### Stated problem
Show every line below that contains the word "each", copying those lines in full.

### Material shown
·····
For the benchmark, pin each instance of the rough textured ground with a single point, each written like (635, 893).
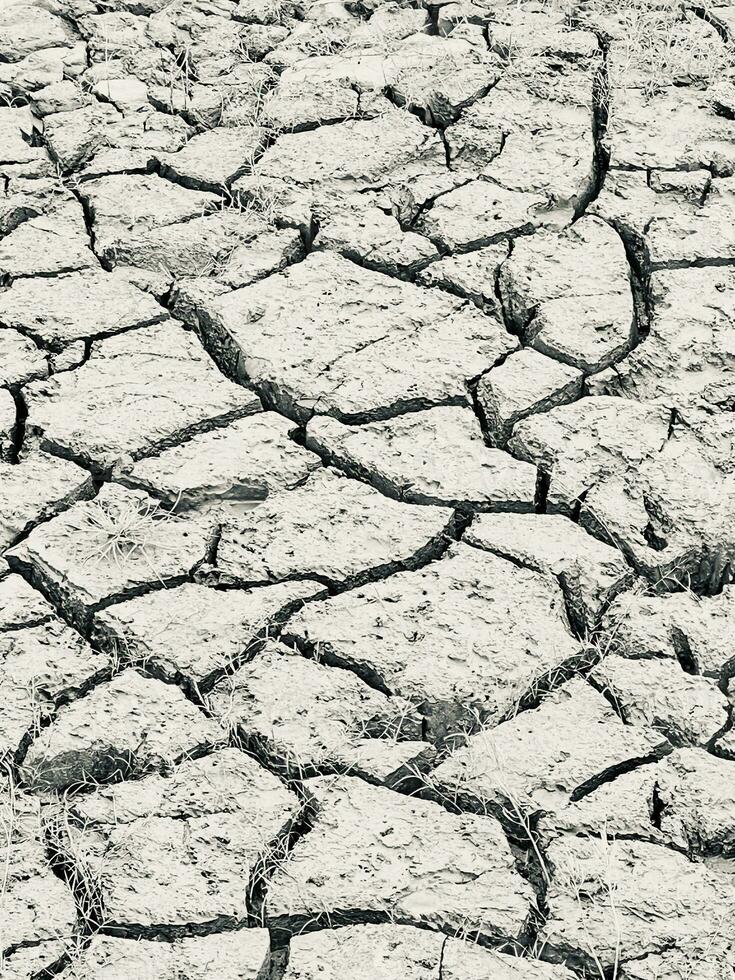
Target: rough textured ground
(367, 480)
·····
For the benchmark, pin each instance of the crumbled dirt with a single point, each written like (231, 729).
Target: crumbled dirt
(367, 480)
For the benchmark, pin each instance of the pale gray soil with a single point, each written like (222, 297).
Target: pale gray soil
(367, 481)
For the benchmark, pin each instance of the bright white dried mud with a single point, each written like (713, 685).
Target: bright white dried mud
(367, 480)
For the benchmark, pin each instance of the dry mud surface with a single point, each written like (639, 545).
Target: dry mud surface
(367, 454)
·····
### Solution for this task
For the benchmark, pin each instance of the rough textured ground with a single point, each written like (635, 893).
For the benchmark, pin each instance of the crumbled dirt with a single point, each written like (231, 729).
For the benchmark, pin each instance of the pale gray soil with a single point, each written like (222, 297).
For the benchmark, pin each instance of the bright white dried mud with a single point, each written like (713, 685).
For the benchmark, pin each instance of the dry mud surface with a single point, each written like (639, 545).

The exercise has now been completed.